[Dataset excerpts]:
+++++

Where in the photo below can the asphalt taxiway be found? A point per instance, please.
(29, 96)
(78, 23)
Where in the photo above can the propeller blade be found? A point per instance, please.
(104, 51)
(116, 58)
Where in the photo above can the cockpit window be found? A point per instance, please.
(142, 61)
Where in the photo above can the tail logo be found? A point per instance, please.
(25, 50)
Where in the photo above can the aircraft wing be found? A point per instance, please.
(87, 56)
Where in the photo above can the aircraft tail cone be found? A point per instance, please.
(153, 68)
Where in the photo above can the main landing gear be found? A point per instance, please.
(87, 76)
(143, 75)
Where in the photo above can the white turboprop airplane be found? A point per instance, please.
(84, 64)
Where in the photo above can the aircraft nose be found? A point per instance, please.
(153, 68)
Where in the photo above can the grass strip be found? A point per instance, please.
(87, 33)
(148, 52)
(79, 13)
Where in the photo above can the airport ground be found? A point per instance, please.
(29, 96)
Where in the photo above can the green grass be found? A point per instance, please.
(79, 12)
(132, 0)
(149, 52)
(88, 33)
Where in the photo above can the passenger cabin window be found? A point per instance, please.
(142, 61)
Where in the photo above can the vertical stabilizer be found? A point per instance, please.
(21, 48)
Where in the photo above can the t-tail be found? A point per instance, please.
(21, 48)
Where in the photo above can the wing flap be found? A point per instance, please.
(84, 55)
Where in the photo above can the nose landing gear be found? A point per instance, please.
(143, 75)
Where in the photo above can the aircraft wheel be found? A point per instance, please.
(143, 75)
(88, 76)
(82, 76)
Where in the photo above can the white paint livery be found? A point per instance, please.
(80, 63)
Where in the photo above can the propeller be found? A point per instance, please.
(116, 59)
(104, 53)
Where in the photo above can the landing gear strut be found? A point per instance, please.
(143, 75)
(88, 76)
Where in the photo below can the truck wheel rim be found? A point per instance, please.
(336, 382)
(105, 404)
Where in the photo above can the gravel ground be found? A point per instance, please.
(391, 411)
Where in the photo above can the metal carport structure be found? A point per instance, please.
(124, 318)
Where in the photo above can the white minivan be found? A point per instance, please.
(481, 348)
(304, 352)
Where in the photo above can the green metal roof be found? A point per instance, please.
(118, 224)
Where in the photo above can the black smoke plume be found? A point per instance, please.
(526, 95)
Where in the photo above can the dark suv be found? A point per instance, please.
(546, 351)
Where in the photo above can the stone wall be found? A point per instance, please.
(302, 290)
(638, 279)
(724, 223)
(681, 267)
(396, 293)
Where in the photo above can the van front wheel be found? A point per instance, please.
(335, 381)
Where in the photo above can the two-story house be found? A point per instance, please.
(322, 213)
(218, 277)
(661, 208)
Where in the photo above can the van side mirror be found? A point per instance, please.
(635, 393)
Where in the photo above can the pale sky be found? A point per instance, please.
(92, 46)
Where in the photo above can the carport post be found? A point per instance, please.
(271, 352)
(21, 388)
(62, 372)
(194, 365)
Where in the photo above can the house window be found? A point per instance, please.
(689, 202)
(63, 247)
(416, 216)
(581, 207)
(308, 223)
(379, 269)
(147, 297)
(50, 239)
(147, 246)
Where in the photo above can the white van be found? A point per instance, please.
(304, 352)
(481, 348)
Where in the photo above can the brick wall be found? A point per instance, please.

+++++

Write the records out again. Each one must match exactly.

[ANSWER BOX]:
Where in the photo below can the asphalt taxiway be found? A point per instance, please.
(29, 96)
(78, 23)
Where in the photo above can the propeller blade be found? A point per instance, please.
(104, 51)
(116, 58)
Where in the photo above can the cockpit window be found? A point per instance, please.
(142, 61)
Where in the photo above can the tail logo be found? A point per instance, please.
(25, 50)
Where in the photo above can the aircraft wing be found? A point per instance, please.
(87, 56)
Where in the photo above can the aircraft tail cone be found? A point per instance, please.
(153, 68)
Where in the photo above can the main landing gear be found? A point per instance, please.
(87, 76)
(143, 75)
Where in the photo above can the white turboprop airplane be found? A point per instance, please.
(84, 64)
Where in the photo above can the aircraft nose be found? A point per instance, please.
(153, 68)
Where in the photo above can the grass strip be found? A point per instance, please.
(87, 33)
(148, 52)
(79, 13)
Where in the photo above can the airport ground be found? A point per instance, please.
(29, 96)
Where in the photo above can the green grass be found? A point per instance, please.
(79, 12)
(132, 0)
(149, 52)
(88, 33)
Where in the photo above can the passenger cabin window be found? A point per instance, please.
(142, 61)
Where in the photo above can the vertical stabilizer be found? A point per instance, please.
(21, 48)
Where in the photo above can the t-tail be found? A point per instance, please.
(21, 48)
Where in the photo above can the wing flap be found? A point per instance, please.
(84, 55)
Where in the photo above can the nose landing gear be found? A point per instance, please.
(143, 75)
Where in the photo above can the aircraft wheel be found? A point per instance, please.
(143, 75)
(88, 76)
(82, 76)
Where in the photo above can the white paint livery be found? A point per instance, please.
(80, 63)
Where in the photo above can the propeller be found? A point per instance, please.
(116, 59)
(104, 53)
Where in the photo above can the landing gear strut be found? A point per instance, please.
(143, 75)
(88, 76)
Where in the photo below can the truck wheel rim be found? A point per instance, please.
(336, 382)
(105, 404)
Where in the photo above can the gravel ground be found? A point per instance, please.
(391, 411)
Where in the photo above can the metal carport structure be found? A point per instance, please.
(124, 318)
Where in the photo above can the white minivan be found? A point per instance, please.
(481, 348)
(304, 352)
Where in the photo above can the green metal roof be found? A point per instance, please.
(118, 224)
Where in the photo above can the black smoke plume be found? A point per instance, please.
(526, 95)
Where in the photo above can the dark suv be found? A point per instance, please.
(546, 351)
Where in the photo above can the stone wall be found? A point per instance, please.
(302, 290)
(638, 279)
(724, 223)
(681, 267)
(396, 293)
Where in the photo above can the van front wheel be found? A point per instance, please.
(335, 381)
Where in the photo above can the two-story house be found? A point per instance, please.
(322, 213)
(218, 277)
(661, 208)
Where in the photo above can the van side mirror be found? A point per instance, please.
(635, 393)
Where in the photo above can the pale sky be found? A point per instance, please.
(92, 46)
Where in the photo above can the carport post be found? A point per instance, please.
(271, 352)
(21, 388)
(62, 372)
(194, 365)
Where in the photo above can the house window be found? A point per instance, please.
(689, 202)
(63, 247)
(416, 216)
(581, 207)
(308, 223)
(379, 269)
(147, 297)
(50, 239)
(147, 246)
Where in the photo above can the white van be found? A point per instance, please.
(304, 352)
(481, 348)
Where in the photo above can the brick wall be found? A point per instance, please.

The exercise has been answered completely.